------ Отрывок текста

В многотрудной жизни Винни Пуха была досада в лице неправильных пчел. А я сам в моей жизни был неправильным журналистом. Большинство моих коллег одной из главных отрад профессии считали возможность «помотаться по свету». Нередко слышал такое: «Работа хорошая, да только вот командировок мало».
Я не припомню случая в профессиональной биографии, чтобы я отлынивал от какой-либо редакционной работы или задания. Но все без исключения отъезды из дома, а их по необходимости было немало, воспринимались мною как мини-драмы типа «С любимыми не расставайтесь». Никому об этом я не говорил, но, даже отправляясь во вполне «отдыхательную» командировку, начиная с первых ее часов, считал дни, оставшиеся до возвращения. Домашнее животное.
Но самым маетным в этом отношении был срок от последнего дня ноября 1967 года, когда Панкин выдернул меня в столицу, до 1 июля 68-го, когда я приехал забирать своих домочадцев. Все эти месяцы меня преследовал дебильный страх: не дай бог, я попаду под машину, и что будет с Катькой? Я не раз за это время прилетал домой на день-два, но снова прибыв в Москву, в гостиницу «Юность», по вечерам изводился этим выдуманным горем. Почему паническая мысль не преследовала меня ни в Волгограде, ни позднее в Москве? Она вообще никак не была связана с объективной реальностью дорожных происшествий.

------------
------ Исходные данные

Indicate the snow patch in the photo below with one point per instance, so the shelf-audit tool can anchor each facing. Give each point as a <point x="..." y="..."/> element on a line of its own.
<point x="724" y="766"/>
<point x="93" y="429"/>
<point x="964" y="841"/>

------------

## Короткое упражнение 1:
Как называлась московская гостиница, которая упоминается в отрывке о командировках журналиста?
## Короткое упражнение 2:
Выведите без изменений часть отрывка о командировках журналиста: начните с места, где стоят слова «Я не припомню», и остановитесь после слов «возвращения. Домашнее животное.».

## Правильный ответ 1:
Гостиница «Юность».

## Правильный ответ 2:
Я не припомню случая в профессиональной биографии, чтобы я отлынивал от какой-либо редакционной работы или задания. Но все без исключения отъезды из дома, а их по необходимости было немало, воспринимались мною как мини-драмы типа «С любимыми не расставайтесь». Никому об этом я не говорил, но, даже отправляясь во вполне «отдыхательную» командировку, начиная с первых ее часов, считал дни, оставшиеся до возвращения. Домашнее животное.